- What this task involves: The lines to be copied run from the one containing "Target: ridge line of hills" to the end of the material below; reproduce them exactly, including both ends, and nothing more.

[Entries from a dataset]
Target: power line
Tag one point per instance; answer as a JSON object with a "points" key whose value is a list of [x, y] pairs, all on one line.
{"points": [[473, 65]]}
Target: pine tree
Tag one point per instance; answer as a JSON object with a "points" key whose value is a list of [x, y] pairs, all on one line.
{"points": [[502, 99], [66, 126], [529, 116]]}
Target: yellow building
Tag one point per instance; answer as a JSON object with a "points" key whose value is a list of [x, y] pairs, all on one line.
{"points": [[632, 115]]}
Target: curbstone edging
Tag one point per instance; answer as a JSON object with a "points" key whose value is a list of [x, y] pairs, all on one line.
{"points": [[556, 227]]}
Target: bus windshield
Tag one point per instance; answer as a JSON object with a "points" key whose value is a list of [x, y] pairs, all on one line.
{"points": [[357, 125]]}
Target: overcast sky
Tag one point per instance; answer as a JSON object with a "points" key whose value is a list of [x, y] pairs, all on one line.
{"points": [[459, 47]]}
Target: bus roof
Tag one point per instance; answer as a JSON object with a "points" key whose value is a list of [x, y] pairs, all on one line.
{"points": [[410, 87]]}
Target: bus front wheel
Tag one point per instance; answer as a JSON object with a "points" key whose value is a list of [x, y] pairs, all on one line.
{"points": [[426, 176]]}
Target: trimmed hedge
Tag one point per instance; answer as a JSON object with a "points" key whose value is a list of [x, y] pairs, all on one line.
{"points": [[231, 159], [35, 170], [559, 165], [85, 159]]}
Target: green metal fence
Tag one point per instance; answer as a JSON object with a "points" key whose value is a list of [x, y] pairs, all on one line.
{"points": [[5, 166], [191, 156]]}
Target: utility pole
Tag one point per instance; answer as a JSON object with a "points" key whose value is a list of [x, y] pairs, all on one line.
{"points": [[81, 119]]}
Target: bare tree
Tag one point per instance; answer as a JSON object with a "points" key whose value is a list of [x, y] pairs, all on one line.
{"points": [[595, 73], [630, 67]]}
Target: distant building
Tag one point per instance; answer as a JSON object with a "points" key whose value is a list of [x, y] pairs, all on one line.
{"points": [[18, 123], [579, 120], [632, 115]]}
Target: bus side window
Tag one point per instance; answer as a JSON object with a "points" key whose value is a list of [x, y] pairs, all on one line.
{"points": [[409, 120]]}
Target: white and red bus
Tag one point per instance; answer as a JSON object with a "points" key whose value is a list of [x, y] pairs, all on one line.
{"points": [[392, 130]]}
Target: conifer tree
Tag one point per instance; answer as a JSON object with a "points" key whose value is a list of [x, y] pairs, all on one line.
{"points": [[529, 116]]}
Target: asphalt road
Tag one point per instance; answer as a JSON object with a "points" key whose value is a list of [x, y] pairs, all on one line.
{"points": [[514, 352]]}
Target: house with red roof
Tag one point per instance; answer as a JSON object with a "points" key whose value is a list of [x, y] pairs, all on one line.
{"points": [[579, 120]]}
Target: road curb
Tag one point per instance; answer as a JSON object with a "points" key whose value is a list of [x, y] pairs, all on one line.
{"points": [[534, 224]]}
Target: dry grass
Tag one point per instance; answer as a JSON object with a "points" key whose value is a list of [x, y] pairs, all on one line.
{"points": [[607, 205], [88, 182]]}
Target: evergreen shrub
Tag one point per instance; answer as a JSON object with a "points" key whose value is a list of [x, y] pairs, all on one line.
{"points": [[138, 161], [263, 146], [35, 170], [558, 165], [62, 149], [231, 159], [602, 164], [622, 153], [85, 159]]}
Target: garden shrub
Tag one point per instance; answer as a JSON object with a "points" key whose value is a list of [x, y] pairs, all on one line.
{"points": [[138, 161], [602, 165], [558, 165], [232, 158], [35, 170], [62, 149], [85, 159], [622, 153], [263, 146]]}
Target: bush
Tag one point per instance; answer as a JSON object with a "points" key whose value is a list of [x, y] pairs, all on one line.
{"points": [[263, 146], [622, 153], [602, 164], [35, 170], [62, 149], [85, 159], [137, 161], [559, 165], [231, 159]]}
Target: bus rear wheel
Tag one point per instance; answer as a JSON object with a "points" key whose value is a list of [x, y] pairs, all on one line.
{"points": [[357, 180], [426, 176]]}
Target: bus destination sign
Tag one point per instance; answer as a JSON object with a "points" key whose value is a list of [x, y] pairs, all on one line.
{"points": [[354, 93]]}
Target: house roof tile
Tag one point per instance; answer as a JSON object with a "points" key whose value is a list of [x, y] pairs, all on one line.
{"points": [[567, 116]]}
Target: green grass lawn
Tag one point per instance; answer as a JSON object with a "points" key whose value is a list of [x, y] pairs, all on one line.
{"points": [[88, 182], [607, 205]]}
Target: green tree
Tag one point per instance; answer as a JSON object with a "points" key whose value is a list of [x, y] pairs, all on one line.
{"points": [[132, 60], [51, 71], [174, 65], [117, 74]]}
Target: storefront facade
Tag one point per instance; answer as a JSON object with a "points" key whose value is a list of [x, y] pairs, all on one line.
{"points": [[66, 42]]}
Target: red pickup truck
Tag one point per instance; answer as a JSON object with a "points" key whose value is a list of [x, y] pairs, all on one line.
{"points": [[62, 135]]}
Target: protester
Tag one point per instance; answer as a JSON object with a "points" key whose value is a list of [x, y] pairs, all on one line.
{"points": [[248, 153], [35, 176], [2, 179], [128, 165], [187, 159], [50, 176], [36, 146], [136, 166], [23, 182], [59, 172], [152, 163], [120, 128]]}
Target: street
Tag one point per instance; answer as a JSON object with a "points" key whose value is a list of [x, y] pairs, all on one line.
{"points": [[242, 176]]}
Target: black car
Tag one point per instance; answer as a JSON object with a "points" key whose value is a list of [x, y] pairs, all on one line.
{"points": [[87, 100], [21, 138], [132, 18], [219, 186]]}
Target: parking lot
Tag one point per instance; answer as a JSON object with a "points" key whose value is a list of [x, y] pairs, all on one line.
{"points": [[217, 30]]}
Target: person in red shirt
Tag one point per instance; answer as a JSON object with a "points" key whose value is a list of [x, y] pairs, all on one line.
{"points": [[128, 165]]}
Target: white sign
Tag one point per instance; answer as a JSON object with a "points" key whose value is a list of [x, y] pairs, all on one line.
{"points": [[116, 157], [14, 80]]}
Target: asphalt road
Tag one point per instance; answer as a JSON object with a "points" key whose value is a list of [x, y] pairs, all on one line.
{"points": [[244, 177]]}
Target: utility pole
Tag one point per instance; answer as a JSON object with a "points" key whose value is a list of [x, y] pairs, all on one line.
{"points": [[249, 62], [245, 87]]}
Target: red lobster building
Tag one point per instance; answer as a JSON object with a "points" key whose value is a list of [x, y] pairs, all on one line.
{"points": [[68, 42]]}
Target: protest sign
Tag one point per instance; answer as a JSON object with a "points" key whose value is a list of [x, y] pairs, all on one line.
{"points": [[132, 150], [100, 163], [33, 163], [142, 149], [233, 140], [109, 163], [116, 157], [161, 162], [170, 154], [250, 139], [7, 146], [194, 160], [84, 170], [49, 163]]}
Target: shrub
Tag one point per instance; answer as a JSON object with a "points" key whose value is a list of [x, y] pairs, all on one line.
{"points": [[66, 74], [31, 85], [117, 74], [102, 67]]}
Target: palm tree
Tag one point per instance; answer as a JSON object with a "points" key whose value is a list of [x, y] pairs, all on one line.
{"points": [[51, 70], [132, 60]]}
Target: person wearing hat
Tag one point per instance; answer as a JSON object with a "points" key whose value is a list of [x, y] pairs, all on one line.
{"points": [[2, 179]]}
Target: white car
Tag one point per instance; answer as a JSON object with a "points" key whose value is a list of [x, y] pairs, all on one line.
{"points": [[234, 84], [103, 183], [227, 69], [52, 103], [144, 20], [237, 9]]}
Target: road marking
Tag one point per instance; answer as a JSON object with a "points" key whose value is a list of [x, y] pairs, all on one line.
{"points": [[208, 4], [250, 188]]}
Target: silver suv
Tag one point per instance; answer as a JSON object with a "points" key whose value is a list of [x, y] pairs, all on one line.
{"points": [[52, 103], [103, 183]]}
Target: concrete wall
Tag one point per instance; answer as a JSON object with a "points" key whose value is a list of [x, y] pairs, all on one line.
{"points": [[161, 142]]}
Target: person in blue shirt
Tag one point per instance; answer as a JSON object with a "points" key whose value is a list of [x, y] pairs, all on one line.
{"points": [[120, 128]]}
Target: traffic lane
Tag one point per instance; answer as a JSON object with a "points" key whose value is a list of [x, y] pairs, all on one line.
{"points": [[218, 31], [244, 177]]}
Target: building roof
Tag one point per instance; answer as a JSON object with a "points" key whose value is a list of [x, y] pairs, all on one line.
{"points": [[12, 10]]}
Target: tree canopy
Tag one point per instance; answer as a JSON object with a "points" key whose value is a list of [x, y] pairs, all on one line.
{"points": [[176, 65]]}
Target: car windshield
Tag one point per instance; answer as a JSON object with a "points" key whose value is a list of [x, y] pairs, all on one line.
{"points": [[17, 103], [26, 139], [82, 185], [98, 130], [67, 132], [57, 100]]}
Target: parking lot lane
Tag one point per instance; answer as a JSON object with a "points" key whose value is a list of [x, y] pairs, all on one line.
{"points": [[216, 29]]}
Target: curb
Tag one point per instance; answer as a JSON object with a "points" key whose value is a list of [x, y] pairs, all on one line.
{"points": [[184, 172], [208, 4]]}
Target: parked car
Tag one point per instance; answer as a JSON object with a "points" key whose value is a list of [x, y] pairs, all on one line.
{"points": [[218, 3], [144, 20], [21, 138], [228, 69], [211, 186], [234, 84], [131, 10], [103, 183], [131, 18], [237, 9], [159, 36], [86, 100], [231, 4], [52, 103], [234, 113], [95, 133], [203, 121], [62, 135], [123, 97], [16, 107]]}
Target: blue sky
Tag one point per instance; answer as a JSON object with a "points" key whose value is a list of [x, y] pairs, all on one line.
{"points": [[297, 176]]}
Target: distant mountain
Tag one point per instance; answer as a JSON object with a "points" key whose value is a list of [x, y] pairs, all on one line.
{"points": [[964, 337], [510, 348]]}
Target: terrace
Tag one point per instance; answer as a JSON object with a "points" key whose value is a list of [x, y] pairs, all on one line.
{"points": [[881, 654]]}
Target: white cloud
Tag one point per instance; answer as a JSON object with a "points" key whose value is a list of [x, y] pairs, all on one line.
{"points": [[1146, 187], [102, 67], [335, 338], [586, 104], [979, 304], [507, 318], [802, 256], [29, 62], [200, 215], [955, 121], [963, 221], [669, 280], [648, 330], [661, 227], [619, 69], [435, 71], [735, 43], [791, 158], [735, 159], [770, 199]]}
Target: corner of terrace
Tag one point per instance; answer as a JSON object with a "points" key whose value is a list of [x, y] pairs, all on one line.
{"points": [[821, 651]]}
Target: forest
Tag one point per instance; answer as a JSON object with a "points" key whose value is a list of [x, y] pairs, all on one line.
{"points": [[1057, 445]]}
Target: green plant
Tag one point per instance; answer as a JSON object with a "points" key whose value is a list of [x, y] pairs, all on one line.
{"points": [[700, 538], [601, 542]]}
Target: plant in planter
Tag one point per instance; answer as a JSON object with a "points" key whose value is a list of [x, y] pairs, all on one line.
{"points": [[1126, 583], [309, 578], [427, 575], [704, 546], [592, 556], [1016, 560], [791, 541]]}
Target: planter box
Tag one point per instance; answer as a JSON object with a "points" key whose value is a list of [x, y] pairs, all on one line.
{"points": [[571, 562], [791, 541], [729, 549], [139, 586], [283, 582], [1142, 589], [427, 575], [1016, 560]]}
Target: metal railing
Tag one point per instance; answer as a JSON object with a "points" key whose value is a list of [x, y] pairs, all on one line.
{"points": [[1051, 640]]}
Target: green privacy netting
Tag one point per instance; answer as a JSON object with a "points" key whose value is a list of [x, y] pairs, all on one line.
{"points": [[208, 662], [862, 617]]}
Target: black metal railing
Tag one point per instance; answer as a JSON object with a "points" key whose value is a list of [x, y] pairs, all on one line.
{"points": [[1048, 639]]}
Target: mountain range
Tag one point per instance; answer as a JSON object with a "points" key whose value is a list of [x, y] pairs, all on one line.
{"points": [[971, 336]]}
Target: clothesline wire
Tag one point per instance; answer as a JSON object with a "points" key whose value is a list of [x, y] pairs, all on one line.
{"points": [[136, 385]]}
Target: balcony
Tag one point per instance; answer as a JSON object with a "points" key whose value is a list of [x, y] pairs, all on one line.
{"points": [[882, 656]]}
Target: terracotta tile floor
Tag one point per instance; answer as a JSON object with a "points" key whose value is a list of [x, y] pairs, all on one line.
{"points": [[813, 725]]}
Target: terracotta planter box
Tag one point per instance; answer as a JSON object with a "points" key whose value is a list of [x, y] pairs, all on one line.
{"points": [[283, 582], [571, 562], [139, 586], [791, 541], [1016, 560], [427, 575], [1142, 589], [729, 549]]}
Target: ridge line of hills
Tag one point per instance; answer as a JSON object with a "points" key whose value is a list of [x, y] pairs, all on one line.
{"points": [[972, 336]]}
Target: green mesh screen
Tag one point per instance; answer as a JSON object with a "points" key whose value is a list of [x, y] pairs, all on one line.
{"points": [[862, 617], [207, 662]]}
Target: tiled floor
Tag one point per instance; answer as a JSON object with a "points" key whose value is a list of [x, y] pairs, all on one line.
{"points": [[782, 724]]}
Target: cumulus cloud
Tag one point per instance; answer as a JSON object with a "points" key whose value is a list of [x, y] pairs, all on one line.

- Written response:
Target: ridge line of hills
Tag one point per instance; answer as a JSON object with a "points" key whose value is a list of [x, y] pairs, all on one line.
{"points": [[972, 336]]}
Target: green mesh screen
Tag one point per instance; answer as a JSON object with a "points" key whose value is a list of [x, y] pairs, all on one line.
{"points": [[862, 617], [207, 662]]}
Target: tiled floor
Tag one point per instance; answer as a JSON object with a "points" key whose value is a list of [x, y] pairs, all on one line.
{"points": [[782, 724]]}
Target: cumulus cloud
Tag one point per instance; answer as a JSON object with a "points" key whose value is a list of [x, y] pairs, all on one line.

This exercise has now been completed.